§ **SET TASKS**:
**A.** In the adjunct pay excerpt, rewrite the paragraph beginning "Trevithick is acutely aware" as a short bulleted list that keeps its main facts.
**B.** Transcribe the adjunct pay excerpt from "Trevithick is acutely" to "a daily challenge.".

But per class compensation at some Jesuit institutions appears to be significantly higher than the $2,700 median cited by the Kalmanovitz Initiative. Fordham’s Bob Howe says that the university is confident that its adjunct pay can stand up to scrutiny. “To calculate a per-hour rate, we use an industry standard of 2 hours of preparation time per hour of class time and a standard 45 contact-hour semester, for a total of 135 hours of work per standard class,” he said. “That works out to slightly less than $30 per hour in Arts and Sciences.”

The Adjuncts’ Dilemma
Alan Trevithick, a professor of anthropology at Fordham University in the Bronx, New York, is not exactly enthusiastic about that $30 an hour calculation, given the high cost of living in the city. Nor is he confident that the hours per class detailed by Howe stand up to practical experience. Beyond that, he adds, “If observing the ‘industry standard’ is all that needs to be done, at a Jesuit University, to satisfy the basics of Catholic Social teaching on the fair and just treatment of labor, I'll eat my hat.”

Trevithick is acutely aware of the plight of the contemporary adjunct. He has been an itinerant academic for years. Trevithick most recently cobbled together a full-time schedule of sorts with assignments at Fordham and two other New York metro-area schools. As a result, he says, too often his “office hours,” time when he tries to be available to his students, are conducted over cell phone calls during drive-time between teaching gigs, a commuter office that has become a familiar workplace to U.S. adjuncts as they drive to their various classrooms. He receives no health benefits from any of the colleges where he teaches, and the total income he derives makes life in one of the nation’s most expensive metropolitan areas a daily challenge.

Contemplating the insecurity of his academic life, Howe’s “industry standard” references rankle.

In an email, he writes, “It’s the ‘industry standard’ to cap the number of courses an adjunct is allowed to teach, as Fordham does, to two courses per semester, which requires the adjunct…to seek one or more other jobs elsewhere. Also, it's the ‘industry standard’ to provide no job security at all and to make it possible to cancel classes at the last moment, with conditional contracts, as Fordham's are, that must be signed every semester. It is also an ‘industry standard,’ and Fordham observes this very well, to provide adjuncts with no benefits whatsoever by way of health or retirement and no research or other professional funds. 

“Is that what Fordham, or its students, faculty and alumni should be satisfied with? Proud of? That it meets, very nicely, such an ‘industry standard’?”

Trevithick is careful to point out that the problems detailed in the Faculty Forward survey of Jesuit institutions are hardly limited to those schools and universities. The reliance on adjunct for core teaching throughout the nation has spread the misery widely. He explains Jesuit schools were targeted because they have “a brand so to speak in and around education.”

“We thought it would be an excellent way to bring some visibility [to Faculty Forward],” Trevithick says. “We are not targeting [Jesuit schools] in the sense that they are particularly egregious examples. These problems exist at both public and private institutions.”

Indeed the Kalmanovitz Initiative reports that the current reliance on adjuncts represents the culmination of a long adjustment in the academic “industry.” According to “Just Education in Action,” it has taken several decades “for the current crisis affecting instructors in higher education to fully emerge.”

§ **INFORMATION SHOWN**:
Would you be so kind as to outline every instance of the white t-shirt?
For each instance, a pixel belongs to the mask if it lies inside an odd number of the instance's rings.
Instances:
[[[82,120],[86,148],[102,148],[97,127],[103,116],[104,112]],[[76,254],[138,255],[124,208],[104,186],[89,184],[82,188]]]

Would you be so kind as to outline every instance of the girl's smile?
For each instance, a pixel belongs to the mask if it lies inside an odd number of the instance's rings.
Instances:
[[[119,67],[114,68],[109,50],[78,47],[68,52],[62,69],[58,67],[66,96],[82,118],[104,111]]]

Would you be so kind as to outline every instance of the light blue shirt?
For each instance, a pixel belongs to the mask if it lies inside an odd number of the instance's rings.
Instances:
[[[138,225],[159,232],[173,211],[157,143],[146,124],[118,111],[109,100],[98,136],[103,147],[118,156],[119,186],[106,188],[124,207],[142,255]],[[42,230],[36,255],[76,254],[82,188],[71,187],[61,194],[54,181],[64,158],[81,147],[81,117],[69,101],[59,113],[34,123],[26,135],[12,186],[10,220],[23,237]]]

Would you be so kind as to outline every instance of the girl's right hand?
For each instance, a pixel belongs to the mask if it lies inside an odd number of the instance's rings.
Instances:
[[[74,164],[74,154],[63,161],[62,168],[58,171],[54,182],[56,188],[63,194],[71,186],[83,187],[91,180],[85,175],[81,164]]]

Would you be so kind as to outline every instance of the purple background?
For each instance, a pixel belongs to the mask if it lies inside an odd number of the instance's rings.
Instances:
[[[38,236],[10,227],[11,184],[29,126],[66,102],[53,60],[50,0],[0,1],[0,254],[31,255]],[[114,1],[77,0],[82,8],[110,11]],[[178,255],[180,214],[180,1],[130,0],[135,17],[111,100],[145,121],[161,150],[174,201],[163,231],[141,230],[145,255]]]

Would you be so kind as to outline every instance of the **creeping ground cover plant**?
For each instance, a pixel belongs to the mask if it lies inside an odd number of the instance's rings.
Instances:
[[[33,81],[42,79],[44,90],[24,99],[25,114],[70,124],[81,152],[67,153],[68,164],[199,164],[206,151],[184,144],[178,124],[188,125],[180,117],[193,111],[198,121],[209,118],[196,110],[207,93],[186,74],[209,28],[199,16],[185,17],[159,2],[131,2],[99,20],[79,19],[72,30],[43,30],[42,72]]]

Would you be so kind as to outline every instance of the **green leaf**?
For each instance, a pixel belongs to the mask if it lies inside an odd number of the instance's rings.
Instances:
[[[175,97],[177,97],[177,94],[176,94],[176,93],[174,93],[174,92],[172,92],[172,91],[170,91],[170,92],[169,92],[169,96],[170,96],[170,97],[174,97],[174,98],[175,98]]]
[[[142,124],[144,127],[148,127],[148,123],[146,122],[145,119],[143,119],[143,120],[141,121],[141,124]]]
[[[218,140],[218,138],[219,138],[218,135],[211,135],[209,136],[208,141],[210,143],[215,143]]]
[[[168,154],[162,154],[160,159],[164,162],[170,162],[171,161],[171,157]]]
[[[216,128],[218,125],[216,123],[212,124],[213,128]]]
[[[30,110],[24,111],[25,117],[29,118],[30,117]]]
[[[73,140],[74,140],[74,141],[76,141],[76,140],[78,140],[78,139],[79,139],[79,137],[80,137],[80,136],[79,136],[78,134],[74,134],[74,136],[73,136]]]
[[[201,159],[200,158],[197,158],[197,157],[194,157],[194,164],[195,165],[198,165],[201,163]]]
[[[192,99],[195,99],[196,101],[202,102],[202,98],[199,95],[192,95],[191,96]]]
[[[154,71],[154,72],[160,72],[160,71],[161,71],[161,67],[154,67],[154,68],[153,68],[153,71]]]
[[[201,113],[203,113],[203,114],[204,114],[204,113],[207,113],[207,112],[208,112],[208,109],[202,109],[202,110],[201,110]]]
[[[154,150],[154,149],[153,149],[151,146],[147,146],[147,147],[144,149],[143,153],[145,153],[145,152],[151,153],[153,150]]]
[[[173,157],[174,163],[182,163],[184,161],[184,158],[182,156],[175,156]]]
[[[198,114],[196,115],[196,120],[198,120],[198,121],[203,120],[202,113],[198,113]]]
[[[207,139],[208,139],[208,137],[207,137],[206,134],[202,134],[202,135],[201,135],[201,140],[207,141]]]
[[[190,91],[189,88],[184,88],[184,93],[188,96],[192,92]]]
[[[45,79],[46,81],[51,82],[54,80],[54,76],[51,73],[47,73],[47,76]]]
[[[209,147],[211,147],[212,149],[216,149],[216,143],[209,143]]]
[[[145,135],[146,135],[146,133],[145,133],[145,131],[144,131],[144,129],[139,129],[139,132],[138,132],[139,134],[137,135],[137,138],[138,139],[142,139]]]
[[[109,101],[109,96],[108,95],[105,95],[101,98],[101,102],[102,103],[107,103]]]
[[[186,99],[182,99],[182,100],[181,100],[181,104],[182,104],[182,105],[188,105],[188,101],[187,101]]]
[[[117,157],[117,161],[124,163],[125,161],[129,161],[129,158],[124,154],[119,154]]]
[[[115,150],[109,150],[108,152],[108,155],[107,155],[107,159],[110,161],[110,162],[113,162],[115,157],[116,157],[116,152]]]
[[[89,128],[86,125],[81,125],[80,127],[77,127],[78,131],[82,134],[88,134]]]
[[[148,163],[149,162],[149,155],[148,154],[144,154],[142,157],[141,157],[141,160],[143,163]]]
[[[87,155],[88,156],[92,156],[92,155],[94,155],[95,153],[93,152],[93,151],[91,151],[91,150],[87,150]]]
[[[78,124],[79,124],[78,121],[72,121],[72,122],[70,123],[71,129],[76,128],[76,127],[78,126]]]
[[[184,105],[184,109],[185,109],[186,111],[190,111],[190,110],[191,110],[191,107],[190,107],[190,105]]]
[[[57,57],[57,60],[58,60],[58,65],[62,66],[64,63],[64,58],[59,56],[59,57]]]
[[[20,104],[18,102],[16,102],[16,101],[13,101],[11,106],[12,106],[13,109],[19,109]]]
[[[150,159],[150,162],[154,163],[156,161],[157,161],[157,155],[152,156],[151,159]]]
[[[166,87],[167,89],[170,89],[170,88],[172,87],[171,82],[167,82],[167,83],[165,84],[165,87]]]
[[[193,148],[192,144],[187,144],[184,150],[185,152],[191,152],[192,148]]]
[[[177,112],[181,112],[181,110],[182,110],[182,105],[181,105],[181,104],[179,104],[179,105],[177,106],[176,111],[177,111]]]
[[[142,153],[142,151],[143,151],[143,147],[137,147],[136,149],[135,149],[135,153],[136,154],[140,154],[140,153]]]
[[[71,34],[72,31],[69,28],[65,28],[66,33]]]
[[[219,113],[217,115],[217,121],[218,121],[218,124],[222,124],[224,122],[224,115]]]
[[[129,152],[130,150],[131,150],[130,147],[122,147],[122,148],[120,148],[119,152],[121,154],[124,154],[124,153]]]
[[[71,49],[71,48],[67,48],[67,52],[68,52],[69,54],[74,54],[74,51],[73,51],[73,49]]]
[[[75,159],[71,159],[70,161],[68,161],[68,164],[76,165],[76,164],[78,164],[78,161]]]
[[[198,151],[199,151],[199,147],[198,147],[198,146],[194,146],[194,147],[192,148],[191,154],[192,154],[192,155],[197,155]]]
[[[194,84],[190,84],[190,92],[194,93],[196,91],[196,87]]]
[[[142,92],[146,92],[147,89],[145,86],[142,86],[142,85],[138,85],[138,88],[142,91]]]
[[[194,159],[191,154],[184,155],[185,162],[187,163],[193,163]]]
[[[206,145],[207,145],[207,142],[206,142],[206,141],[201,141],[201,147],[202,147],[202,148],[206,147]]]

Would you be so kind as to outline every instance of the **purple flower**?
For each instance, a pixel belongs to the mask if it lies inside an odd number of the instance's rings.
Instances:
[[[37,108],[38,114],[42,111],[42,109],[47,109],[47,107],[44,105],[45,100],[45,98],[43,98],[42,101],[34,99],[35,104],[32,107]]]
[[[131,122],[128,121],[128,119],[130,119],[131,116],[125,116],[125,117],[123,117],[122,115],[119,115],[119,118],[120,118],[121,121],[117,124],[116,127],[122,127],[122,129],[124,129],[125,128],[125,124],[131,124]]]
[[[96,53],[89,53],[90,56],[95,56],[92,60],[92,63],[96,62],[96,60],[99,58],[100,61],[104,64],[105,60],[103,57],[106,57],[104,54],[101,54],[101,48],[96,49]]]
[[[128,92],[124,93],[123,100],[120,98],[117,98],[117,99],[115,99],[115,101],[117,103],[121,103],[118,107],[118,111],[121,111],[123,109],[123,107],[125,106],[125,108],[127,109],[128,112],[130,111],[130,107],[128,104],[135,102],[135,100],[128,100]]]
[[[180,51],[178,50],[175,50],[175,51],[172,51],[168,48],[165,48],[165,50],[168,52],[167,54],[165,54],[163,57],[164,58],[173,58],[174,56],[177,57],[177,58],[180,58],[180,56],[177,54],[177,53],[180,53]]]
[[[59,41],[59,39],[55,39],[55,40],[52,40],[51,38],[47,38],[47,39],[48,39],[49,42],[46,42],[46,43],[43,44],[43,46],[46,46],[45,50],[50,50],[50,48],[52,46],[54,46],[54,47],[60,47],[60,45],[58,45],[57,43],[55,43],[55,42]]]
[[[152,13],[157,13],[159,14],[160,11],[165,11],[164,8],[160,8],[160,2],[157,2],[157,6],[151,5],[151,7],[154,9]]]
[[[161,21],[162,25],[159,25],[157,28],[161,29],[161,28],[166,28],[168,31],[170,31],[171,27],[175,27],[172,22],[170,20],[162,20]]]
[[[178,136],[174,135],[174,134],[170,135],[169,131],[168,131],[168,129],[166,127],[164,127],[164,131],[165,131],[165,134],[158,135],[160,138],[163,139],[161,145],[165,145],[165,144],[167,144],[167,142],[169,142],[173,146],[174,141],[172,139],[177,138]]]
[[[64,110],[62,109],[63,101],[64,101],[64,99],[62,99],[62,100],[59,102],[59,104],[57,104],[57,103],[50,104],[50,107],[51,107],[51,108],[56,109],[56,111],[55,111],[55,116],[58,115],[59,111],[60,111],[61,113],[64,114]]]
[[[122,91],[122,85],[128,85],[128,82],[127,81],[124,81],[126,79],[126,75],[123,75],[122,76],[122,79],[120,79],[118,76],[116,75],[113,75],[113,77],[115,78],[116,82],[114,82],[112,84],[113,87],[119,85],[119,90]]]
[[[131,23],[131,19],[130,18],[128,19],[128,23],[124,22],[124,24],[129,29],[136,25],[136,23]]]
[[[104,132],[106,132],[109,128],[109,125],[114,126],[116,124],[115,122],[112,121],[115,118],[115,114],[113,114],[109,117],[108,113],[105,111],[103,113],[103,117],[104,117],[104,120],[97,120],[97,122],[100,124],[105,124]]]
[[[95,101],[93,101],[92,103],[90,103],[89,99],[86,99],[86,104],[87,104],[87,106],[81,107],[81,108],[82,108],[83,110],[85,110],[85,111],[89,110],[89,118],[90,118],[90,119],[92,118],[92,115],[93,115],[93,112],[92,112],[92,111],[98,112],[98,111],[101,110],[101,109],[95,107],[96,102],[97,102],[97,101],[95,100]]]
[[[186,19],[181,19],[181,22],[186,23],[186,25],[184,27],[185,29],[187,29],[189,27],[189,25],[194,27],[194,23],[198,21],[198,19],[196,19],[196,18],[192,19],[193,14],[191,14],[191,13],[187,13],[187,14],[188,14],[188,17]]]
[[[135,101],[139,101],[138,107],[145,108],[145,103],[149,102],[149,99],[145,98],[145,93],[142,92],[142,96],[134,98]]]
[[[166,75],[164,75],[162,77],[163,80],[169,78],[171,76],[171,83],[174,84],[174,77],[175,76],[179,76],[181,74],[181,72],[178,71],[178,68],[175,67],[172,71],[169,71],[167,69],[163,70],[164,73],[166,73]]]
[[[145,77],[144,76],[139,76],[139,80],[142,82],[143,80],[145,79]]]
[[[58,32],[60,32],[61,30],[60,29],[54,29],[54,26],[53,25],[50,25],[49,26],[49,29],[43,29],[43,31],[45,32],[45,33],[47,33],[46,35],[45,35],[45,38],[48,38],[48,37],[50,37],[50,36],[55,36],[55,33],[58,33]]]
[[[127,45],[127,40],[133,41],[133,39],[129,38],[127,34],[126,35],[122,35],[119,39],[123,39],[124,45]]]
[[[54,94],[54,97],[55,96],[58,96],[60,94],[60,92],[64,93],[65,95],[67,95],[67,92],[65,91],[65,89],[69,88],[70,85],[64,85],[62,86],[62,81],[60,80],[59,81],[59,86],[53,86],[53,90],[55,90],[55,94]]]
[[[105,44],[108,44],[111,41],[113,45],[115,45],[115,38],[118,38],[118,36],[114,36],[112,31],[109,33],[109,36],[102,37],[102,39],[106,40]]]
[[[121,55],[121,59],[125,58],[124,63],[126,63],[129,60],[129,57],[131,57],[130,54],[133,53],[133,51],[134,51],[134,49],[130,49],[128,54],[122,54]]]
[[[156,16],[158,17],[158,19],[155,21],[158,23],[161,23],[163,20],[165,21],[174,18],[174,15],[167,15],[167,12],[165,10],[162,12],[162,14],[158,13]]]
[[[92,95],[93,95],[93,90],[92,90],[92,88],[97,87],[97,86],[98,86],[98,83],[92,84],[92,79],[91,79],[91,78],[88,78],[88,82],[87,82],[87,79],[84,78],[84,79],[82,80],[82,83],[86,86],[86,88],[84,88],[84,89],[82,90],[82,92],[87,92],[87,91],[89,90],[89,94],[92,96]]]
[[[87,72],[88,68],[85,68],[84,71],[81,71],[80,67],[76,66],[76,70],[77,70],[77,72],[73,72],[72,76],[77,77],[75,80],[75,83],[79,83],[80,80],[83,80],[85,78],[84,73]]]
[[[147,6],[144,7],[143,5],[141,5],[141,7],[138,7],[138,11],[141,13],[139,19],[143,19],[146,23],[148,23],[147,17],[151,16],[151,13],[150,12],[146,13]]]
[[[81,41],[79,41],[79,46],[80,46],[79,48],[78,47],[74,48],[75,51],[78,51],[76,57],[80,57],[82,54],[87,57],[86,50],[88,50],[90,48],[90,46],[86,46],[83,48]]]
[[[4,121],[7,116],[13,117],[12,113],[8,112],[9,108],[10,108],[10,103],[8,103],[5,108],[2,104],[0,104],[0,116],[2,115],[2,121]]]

§ **WRITTEN RESPONSES**:
**A.**
- Trevithick has worked as an itinerant academic for years.
- He recently pieced together a roughly full-time schedule at Fordham and two other New York metro-area schools.
- His "office hours" often happen over cell phone calls while he drives between teaching jobs, a commuter office familiar to U.S. adjuncts.
- None of the colleges where he teaches gives him health benefits.
- His total income makes living in one of the nation's most expensive metropolitan areas a daily challenge.

**B.**
Trevithick is acutely aware of the plight of the contemporary adjunct. He has been an itinerant academic for years. Trevithick most recently cobbled together a full-time schedule of sorts with assignments at Fordham and two other New York metro-area schools. As a result, he says, too often his “office hours,” time when he tries to be available to his students, are conducted over cell phone calls during drive-time between teaching gigs, a commuter office that has become a familiar workplace to U.S. adjuncts as they drive to their various classrooms. He receives no health benefits from any of the colleges where he teaches, and the total income he derives makes life in one of the nation’s most expensive metropolitan areas a daily challenge.